Locate every line in the data below that contains the word "uniform", and copy each of those lines.
::: Input material :::
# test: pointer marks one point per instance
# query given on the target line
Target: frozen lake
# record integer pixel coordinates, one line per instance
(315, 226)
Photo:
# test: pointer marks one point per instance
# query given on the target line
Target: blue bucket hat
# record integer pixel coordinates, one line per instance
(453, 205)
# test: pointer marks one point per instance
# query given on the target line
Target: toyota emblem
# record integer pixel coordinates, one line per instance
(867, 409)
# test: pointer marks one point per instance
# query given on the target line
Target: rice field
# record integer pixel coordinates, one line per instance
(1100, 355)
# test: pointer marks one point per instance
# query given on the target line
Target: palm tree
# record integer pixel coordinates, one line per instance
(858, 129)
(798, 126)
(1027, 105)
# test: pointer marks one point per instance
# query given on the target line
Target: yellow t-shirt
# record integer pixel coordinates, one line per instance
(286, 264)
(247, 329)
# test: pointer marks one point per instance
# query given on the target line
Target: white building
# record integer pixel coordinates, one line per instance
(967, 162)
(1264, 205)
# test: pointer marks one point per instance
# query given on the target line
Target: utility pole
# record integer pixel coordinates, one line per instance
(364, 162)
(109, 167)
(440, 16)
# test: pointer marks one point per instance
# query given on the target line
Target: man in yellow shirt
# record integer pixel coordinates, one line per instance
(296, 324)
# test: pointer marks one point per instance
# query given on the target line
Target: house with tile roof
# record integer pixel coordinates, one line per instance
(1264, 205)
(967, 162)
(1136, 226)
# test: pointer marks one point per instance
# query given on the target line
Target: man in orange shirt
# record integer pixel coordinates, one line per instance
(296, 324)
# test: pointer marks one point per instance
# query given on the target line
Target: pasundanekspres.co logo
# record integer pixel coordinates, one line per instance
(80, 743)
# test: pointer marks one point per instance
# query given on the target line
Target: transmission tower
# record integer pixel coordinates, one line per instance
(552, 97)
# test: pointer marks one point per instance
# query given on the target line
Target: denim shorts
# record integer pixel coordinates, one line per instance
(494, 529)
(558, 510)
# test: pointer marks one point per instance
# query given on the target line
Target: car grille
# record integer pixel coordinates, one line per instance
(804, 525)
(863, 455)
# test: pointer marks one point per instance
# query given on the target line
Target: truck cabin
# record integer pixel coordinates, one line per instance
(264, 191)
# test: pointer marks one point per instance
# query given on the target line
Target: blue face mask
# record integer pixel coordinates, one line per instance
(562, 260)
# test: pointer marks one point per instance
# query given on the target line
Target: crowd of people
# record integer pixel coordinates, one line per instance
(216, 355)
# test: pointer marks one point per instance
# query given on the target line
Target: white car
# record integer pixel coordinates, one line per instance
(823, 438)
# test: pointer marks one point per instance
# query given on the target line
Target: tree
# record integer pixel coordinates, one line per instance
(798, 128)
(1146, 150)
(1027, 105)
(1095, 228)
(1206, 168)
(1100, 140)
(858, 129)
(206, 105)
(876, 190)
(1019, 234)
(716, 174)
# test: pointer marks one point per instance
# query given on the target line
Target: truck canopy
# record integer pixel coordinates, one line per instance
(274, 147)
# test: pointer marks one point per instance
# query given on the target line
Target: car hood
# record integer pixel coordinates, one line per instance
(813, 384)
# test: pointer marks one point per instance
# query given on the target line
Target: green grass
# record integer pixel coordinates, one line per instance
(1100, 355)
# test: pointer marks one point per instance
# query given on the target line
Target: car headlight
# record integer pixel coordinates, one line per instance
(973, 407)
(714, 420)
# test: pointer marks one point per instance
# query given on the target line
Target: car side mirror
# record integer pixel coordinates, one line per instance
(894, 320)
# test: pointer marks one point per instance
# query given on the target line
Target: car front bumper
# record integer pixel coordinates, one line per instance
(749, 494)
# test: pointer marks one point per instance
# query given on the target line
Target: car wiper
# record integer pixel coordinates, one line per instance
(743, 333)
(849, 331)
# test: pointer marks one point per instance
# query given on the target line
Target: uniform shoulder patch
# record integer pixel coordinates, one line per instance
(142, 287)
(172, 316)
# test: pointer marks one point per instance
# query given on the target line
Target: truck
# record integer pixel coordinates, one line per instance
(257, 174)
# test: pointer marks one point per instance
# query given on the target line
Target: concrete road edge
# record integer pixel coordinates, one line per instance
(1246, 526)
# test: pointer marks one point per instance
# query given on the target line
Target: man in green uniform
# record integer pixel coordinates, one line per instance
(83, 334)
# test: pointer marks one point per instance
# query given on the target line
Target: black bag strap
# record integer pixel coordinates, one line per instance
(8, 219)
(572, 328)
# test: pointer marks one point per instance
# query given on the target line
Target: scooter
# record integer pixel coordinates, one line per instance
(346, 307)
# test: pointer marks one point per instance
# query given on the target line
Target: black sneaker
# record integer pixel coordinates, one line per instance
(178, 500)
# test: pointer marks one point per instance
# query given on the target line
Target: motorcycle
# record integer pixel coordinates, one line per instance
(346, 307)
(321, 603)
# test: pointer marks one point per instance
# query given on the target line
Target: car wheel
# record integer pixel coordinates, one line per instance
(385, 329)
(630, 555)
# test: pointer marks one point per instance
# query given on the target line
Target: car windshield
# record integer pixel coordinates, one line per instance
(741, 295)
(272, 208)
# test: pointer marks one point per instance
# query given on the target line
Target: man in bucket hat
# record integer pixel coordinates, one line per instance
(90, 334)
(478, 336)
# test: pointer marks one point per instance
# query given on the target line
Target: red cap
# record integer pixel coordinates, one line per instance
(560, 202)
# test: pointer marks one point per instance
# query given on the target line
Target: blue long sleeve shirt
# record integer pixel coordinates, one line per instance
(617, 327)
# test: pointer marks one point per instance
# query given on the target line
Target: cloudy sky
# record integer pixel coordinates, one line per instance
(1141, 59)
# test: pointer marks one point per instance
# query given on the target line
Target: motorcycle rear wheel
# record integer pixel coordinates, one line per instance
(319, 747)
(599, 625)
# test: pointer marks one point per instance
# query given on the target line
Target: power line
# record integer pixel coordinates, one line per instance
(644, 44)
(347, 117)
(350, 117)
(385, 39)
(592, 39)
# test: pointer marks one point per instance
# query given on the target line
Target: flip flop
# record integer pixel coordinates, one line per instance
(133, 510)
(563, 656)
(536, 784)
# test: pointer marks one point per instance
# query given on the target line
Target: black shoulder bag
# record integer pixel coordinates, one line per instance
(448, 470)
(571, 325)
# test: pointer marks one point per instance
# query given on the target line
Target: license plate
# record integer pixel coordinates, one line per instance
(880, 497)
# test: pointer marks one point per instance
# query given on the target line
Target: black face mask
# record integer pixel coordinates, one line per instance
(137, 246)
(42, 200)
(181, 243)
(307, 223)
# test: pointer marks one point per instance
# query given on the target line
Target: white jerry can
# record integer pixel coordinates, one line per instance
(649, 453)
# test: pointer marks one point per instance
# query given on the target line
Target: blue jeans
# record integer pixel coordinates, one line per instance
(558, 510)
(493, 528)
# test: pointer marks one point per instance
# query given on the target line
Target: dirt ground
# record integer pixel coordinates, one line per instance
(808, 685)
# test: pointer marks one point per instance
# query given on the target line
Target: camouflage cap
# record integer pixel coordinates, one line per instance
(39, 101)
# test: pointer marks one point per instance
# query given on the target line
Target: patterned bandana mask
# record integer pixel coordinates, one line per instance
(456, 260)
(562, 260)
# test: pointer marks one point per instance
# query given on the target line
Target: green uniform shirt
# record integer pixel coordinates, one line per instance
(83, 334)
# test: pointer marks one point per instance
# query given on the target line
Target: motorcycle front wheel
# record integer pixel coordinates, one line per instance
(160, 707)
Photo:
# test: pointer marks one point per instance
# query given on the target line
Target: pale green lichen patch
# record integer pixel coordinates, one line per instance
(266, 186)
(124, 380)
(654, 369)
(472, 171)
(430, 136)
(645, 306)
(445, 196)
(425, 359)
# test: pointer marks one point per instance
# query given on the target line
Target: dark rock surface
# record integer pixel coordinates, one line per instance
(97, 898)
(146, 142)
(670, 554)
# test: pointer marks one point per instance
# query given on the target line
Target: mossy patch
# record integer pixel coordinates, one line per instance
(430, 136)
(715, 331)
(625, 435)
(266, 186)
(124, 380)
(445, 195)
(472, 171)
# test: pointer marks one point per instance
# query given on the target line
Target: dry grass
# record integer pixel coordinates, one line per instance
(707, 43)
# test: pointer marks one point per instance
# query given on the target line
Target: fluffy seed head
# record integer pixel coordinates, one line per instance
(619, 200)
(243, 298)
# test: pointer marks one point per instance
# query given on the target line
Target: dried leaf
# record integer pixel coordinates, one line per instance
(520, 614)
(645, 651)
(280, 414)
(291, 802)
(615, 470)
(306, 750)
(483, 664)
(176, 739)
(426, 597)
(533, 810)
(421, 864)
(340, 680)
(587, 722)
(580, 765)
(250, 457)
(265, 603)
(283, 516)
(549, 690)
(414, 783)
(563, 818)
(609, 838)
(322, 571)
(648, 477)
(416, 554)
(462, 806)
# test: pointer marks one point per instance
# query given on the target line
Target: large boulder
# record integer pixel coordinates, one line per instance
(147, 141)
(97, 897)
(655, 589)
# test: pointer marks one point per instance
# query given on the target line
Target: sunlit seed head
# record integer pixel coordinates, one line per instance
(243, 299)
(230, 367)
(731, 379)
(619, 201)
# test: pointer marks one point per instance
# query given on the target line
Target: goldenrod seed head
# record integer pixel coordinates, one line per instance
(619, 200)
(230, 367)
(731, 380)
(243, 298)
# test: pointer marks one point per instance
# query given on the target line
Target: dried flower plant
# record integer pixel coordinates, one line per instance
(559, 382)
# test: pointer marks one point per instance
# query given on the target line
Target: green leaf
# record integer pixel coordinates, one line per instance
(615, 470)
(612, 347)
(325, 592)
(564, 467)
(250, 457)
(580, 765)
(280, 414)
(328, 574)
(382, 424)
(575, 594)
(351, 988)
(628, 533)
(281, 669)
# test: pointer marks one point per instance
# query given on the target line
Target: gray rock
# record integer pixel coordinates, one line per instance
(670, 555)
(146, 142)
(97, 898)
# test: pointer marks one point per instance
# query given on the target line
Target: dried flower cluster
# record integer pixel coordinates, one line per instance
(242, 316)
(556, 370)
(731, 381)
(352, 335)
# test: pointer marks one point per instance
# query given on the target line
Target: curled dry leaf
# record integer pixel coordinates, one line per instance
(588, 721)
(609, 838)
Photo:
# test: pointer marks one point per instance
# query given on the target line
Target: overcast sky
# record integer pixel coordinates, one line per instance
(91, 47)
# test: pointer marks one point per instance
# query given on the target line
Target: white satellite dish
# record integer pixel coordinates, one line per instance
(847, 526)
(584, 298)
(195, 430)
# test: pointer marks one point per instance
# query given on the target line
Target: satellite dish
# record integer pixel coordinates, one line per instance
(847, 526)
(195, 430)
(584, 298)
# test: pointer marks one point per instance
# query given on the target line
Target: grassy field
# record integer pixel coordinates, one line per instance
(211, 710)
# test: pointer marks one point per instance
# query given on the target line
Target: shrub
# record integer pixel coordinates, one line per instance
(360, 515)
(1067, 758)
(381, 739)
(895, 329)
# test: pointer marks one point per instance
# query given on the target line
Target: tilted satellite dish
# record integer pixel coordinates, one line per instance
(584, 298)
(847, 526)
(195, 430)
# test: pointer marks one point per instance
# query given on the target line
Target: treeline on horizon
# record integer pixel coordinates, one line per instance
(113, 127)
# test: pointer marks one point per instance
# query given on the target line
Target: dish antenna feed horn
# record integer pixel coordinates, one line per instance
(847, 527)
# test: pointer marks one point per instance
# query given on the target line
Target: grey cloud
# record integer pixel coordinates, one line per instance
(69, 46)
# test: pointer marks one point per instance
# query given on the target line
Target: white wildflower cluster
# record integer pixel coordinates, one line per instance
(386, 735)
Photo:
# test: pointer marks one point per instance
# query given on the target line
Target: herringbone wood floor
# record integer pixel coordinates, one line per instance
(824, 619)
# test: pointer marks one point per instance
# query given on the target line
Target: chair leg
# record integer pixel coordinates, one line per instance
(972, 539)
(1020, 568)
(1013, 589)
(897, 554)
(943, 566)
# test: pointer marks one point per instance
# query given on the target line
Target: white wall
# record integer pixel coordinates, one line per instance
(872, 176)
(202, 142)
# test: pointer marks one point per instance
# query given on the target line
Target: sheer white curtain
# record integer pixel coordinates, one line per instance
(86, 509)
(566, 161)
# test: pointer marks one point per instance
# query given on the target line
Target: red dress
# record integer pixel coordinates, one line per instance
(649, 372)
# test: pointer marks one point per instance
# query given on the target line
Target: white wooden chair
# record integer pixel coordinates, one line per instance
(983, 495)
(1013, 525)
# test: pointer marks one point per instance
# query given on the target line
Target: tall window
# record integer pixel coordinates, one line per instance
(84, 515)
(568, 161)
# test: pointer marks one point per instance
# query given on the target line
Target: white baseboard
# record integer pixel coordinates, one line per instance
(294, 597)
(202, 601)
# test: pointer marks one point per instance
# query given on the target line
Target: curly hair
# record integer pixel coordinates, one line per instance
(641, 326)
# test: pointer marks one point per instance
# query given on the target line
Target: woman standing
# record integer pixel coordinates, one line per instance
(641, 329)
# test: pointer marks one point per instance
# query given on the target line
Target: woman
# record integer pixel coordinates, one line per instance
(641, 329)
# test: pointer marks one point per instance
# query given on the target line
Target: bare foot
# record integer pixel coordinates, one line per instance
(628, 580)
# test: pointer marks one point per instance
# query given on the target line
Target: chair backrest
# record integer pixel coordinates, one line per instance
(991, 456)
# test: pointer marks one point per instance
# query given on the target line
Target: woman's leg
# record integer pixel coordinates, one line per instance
:::
— The answer —
Target: uniform shoulder patch
Target: man in green uniform
Target: green uniform shirt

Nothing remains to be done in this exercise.